• DO THIS:
Lines from the one containing "Where can the rear" through the last line of the data are to be repeated word for word, both ends included.

-- begin SUPPLIED MATERIAL --

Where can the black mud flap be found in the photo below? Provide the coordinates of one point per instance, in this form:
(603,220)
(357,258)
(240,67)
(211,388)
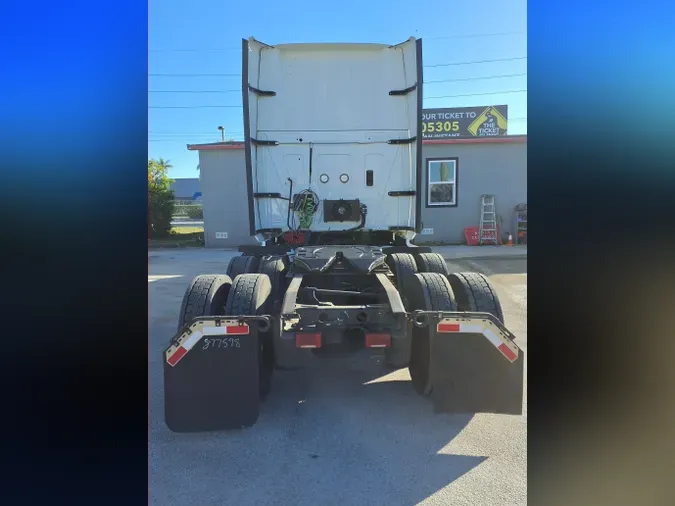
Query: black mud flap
(211,374)
(475,365)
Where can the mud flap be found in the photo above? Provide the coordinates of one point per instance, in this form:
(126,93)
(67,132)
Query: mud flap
(475,365)
(211,375)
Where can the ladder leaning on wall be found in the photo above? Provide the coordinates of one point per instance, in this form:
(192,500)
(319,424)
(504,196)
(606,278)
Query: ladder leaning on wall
(487,233)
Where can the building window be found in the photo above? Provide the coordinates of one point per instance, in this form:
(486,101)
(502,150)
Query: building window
(442,182)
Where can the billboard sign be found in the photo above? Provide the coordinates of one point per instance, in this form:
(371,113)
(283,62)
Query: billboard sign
(465,122)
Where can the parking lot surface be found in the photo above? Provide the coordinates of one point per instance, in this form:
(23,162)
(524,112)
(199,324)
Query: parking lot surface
(343,431)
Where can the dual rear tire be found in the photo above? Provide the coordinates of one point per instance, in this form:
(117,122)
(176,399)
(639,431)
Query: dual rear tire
(246,295)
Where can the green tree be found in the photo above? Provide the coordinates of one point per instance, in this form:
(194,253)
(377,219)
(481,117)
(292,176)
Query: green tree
(160,197)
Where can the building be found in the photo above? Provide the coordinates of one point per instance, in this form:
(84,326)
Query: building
(472,167)
(186,188)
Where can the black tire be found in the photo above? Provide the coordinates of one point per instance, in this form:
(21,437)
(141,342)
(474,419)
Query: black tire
(206,296)
(242,265)
(404,267)
(275,268)
(474,292)
(248,296)
(429,291)
(431,262)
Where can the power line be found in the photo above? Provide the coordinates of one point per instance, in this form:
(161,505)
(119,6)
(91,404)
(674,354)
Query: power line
(194,75)
(239,106)
(474,62)
(464,36)
(477,94)
(194,106)
(425,66)
(468,36)
(238,90)
(474,78)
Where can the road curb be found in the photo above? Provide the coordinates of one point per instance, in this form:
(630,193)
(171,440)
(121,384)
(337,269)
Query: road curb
(487,257)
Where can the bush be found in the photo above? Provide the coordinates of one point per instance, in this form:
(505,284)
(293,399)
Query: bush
(161,212)
(195,212)
(160,197)
(192,211)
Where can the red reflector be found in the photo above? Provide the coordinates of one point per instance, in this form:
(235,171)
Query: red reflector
(506,351)
(303,340)
(378,340)
(237,329)
(175,358)
(448,327)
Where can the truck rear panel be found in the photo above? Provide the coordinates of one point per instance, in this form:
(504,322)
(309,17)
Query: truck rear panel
(341,120)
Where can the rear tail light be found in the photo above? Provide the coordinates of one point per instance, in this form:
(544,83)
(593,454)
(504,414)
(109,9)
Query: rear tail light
(304,340)
(378,340)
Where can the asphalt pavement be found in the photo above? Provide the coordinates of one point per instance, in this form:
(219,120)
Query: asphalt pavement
(343,431)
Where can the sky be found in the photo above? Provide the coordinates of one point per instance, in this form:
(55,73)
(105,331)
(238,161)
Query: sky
(204,37)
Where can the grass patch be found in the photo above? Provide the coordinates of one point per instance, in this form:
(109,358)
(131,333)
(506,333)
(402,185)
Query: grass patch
(181,237)
(186,230)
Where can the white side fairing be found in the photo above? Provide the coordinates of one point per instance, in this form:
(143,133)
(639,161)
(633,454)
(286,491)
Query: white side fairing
(329,120)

-- end SUPPLIED MATERIAL --

• ANSWER FOR THE TASK:
Where can the rear tail light be found in the photo above? Provide the coordinates of one point per instance, in this form:
(544,83)
(593,454)
(504,414)
(109,9)
Query: rear tail light
(304,340)
(378,340)
Where can the asphalt pavement be found in the photo above? Provide the coordinates of one point per instance, in this form:
(219,120)
Query: asphalt pavement
(343,431)
Where can the sky be found in the photo above? Provide the coordinates of one point per instance, in this form:
(55,73)
(105,331)
(238,161)
Query: sky
(204,37)
Where can the grass patch be found in the photo above? Provide the coordinates of one point per instance, in this form:
(109,358)
(131,333)
(506,333)
(402,185)
Query: grass patch
(181,237)
(186,230)
Where can the white side fairing be found in the photo above? Provide the coordinates of one point per instance, in this form:
(143,133)
(639,161)
(633,454)
(286,491)
Query: white side fairing
(329,120)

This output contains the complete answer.